Task description – Please mark each statement yes or no according to the text on short film exposure, quoting the exact words from it that decide each one. (a) Susie Wilson considers Web exposure a high priority when programming. (b) The closing thought says most festivals require filmmakers to keep their films off-line. (c) Filmmakers are advised to plan a year ahead when choosing where to send a film.

Given text –
## begin

Short film animators have limited opportunities to get there films out there so take advantage of everything available to you.


Susie WilsonSUSIE WILSON
No, Web exposure is not high on the list of factors I consider when programming. If a film is absorbing/funny/gorgeous (in short: good) enough, then even if it’s been seen a million times online, I’d still want it in my line up. The viewing experience is so very different from cinema to computer that even if I’m pretty sure my audience has seen it on the Web already, I’d still program it. Also, because it will be quite another film depending on what sits either side of it in the program. It’s definitely the quality of the film and what it contributes that counts, not its previous exposure. (In selection at Annecy last year, it was one of the few things all three of us agreed on!)

What do you the film-maker want for, and from, your film? It’s your answer to this question that will guide you in managing its exposure.

Some initial elements to consider:

Is the volume of viewers important to you? Quality vs. quantity. Yes, the Web might reach more people, but also think about the cinema experience which can be far superior, no matter how hi-res the computer screen or how woof the speakers.

Is your film non-narrative, experimental, abstract? If it’s a difficult piece, festival audiences can be more open. (Ok, not counting the notoriously impatient Grand Salle crowd at Annecy.) However, there can be more cohesion in groupings of films online, and the viewer can make up their own private festival. But wait, they can also stop watching it if it’s not satisfying them whereas in a cinema situation, they’d have to sit through the whole damn frustrating prickly amazing piece!

Think a year ahead when you’re planning on where to send your film and read the requirements of what you consider to be the most significant festivals in the upcoming twelve months. If they demand virgin births or non-line pedigrees, and it’s an event that will introduce you to what you consider to be an important audience, abide by their rules.

The clearer you are about where you want your film to go, the easier it will be for you to navigate all the festival and Web opportunities out there. Sit down, think about the ultimate destination, then chart your course. It’s your film, it’s your call.


A closing thought from myself: the trend clearly favors filmmakers nowadays, and most festivals don’t require filmmakers to keep their films off-line. Whenever somebody poses this question to me on the Brew, I always encourage artists to post their films online. The benefits of having your film on the Internet far outweigh the potential (and increasingly unlikely) exclusion from a handful of film festivals. (On a sidenote, the administrators of animation schools that require their students to keep their animation off the Internet should be slapped. They are performing a disservice to their students at a crucial time when these young filmmakers are trying to make a name for themselves.)

## end

Records provided –
## begin

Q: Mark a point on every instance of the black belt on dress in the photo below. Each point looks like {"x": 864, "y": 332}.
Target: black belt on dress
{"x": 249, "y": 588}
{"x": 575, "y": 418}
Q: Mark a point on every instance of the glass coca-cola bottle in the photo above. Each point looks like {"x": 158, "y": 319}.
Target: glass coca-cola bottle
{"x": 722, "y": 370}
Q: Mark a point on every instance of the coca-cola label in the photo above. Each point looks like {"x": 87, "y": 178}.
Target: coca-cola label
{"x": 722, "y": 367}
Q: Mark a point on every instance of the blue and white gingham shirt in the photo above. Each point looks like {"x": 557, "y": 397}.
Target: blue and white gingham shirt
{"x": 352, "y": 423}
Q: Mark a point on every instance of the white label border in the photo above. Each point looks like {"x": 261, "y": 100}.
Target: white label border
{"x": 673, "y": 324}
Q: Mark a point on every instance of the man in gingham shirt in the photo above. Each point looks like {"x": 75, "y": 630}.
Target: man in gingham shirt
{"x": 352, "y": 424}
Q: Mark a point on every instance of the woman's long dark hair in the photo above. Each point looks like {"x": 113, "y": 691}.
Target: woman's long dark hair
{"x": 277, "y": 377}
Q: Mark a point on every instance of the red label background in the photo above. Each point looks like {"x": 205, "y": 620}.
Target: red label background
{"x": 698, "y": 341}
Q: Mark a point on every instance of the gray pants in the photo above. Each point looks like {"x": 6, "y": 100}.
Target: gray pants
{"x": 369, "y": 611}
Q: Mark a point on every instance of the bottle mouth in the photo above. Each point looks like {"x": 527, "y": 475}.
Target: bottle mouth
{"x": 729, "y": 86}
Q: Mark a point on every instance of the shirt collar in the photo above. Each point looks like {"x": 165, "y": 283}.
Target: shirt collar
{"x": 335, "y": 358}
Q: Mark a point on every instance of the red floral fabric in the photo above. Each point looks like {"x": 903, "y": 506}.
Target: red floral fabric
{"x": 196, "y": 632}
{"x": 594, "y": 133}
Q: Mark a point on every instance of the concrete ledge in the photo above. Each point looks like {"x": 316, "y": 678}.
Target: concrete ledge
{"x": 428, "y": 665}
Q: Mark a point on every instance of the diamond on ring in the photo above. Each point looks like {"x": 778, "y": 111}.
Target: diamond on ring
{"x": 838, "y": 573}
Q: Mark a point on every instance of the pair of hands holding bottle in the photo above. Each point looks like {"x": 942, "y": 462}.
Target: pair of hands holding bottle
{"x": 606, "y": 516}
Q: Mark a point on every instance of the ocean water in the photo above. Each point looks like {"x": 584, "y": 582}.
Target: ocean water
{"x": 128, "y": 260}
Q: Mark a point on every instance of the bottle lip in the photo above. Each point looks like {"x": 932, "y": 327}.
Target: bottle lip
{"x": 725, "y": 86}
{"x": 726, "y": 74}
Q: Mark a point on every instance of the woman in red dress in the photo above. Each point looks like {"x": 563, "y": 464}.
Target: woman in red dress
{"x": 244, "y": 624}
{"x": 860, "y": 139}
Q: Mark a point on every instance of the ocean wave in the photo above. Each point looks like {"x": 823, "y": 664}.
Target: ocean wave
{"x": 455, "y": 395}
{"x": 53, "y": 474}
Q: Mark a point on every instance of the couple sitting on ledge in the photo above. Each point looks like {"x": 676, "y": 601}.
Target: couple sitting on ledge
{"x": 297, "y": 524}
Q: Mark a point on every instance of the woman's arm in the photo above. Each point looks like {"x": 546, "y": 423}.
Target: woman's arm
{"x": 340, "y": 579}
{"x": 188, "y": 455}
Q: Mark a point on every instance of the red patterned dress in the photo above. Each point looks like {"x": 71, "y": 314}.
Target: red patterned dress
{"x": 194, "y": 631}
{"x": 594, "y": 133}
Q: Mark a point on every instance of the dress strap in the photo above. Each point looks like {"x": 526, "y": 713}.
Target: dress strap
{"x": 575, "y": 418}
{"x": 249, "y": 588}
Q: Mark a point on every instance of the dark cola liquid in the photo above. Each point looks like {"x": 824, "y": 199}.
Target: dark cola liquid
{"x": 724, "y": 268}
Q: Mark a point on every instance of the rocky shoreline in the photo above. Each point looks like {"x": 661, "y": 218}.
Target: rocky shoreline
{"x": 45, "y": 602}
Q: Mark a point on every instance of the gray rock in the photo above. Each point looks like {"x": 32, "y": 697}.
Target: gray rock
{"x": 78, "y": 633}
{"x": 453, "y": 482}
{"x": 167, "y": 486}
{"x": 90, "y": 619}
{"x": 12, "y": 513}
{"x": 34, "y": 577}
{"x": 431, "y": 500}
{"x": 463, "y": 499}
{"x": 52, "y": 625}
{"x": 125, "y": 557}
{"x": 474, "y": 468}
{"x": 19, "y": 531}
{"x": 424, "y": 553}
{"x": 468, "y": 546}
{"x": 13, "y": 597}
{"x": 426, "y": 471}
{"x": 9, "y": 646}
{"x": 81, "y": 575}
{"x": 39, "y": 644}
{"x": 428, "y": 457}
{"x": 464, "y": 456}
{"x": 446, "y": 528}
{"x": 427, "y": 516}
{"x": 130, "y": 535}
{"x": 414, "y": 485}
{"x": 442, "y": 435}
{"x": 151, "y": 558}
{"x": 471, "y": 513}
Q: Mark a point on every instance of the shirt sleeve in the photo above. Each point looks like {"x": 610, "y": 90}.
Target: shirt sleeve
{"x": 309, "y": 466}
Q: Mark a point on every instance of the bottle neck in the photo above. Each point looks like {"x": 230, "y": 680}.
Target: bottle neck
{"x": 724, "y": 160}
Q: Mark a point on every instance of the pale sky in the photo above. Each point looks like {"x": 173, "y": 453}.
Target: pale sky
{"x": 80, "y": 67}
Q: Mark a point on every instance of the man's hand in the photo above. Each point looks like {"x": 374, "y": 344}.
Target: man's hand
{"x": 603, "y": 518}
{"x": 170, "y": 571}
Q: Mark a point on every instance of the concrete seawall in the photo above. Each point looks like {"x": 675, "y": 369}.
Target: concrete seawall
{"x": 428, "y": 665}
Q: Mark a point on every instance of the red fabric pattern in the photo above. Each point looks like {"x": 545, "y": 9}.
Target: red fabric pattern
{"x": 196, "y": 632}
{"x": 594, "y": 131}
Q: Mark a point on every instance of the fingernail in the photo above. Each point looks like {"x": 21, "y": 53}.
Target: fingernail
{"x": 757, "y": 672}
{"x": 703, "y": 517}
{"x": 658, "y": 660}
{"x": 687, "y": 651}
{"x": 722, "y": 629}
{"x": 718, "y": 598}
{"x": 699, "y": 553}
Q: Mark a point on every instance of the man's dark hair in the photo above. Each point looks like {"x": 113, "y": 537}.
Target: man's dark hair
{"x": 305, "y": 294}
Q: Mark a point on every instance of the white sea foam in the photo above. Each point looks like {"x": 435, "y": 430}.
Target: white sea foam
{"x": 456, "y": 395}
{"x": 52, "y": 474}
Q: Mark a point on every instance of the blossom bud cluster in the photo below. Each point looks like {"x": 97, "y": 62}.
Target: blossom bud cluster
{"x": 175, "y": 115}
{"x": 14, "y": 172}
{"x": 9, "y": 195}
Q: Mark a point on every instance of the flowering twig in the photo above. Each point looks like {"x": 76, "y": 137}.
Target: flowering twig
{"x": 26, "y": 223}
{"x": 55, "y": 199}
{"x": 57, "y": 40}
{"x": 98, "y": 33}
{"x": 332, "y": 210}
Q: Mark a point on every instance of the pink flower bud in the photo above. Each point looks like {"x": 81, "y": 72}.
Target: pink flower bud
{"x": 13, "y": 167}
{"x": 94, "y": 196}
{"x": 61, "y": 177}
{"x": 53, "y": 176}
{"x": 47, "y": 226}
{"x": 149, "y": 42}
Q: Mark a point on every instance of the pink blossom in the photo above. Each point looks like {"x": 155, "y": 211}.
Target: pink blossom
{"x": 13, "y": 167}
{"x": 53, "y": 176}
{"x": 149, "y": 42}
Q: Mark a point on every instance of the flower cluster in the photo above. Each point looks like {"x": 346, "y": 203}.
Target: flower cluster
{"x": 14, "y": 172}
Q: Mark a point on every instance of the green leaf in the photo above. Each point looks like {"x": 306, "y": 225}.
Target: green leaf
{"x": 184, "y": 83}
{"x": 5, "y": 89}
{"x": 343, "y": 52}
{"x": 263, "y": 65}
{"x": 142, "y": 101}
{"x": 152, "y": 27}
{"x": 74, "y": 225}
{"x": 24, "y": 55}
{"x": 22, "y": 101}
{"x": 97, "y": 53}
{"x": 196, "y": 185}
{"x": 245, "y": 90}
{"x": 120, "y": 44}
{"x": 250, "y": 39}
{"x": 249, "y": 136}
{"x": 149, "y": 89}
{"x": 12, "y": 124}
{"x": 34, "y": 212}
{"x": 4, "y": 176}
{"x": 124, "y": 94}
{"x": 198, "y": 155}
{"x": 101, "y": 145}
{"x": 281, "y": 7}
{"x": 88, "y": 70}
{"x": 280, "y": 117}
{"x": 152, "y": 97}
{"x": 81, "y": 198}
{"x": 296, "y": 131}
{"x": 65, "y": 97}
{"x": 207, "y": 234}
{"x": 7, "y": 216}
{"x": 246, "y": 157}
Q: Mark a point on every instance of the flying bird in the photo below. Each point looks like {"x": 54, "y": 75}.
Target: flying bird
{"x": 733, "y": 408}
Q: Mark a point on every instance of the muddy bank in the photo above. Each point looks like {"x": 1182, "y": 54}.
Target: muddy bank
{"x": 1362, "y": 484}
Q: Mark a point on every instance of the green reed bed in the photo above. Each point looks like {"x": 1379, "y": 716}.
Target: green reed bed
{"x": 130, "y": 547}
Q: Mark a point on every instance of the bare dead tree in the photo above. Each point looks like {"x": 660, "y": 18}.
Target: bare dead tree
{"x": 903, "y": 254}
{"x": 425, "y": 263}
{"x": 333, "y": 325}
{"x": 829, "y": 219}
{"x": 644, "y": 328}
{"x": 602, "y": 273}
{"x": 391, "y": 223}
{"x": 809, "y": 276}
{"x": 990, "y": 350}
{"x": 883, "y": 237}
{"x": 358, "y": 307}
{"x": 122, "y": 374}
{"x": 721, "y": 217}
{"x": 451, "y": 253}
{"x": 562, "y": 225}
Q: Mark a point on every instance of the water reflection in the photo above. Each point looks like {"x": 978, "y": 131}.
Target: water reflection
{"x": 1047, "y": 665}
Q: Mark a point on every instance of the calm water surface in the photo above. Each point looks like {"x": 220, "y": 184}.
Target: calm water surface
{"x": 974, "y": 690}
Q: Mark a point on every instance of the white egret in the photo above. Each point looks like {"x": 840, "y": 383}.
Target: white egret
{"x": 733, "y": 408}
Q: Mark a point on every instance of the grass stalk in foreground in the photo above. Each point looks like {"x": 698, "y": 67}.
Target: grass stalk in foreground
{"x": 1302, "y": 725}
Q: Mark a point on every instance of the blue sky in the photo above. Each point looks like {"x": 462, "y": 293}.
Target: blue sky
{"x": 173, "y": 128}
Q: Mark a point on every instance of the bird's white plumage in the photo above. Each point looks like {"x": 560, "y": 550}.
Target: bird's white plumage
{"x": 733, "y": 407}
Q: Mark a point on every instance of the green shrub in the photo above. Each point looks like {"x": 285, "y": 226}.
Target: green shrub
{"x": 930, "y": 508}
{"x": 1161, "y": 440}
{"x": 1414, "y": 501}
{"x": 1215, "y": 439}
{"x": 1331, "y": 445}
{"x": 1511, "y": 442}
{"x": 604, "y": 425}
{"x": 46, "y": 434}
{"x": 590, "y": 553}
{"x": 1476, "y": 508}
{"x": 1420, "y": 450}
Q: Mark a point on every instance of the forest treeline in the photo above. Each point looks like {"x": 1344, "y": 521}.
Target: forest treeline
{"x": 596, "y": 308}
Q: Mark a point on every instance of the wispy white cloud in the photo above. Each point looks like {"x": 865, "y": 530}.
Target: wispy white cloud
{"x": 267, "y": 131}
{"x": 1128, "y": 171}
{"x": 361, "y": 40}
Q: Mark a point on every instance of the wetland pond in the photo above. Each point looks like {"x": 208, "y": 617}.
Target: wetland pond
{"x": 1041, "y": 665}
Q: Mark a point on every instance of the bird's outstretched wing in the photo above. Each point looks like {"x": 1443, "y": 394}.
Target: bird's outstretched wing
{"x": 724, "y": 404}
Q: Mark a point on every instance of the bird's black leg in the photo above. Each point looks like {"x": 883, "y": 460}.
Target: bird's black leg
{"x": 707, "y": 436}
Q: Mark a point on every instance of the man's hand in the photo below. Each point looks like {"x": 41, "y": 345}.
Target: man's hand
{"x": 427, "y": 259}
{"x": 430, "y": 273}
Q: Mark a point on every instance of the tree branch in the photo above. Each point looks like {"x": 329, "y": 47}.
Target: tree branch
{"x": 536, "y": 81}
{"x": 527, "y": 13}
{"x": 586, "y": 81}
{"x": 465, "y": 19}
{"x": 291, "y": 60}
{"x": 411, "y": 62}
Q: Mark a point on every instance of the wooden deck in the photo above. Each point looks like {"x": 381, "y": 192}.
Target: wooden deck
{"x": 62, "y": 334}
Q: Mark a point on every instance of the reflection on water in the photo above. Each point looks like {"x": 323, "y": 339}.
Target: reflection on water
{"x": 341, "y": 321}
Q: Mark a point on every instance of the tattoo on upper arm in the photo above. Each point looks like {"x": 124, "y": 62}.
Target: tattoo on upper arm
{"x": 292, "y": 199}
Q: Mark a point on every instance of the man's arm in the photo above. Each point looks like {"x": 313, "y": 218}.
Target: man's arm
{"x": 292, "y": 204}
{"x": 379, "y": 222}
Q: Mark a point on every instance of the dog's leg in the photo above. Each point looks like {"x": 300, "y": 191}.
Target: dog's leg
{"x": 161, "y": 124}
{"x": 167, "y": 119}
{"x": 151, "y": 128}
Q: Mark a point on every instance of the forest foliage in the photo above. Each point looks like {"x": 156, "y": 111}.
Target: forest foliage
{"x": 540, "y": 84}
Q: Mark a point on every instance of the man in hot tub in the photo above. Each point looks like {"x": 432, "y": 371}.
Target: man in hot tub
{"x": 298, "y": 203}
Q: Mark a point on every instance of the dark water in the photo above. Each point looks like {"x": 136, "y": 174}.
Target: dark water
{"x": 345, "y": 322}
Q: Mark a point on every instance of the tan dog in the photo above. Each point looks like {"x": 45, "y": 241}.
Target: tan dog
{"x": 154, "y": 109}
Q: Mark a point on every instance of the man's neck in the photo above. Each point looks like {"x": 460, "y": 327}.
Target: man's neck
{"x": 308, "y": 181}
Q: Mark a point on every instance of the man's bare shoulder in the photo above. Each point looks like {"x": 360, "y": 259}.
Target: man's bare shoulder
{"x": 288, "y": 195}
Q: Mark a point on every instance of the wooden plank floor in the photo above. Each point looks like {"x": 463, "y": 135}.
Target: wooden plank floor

## end

Solution to this task –
(a) No: "No, Web exposure is not high on the list of factors I consider when programming."
(b) No: "most festivals don’t require filmmakers to keep their films off-line."
(c) Yes: "Think a year ahead when you’re planning on where to send your film"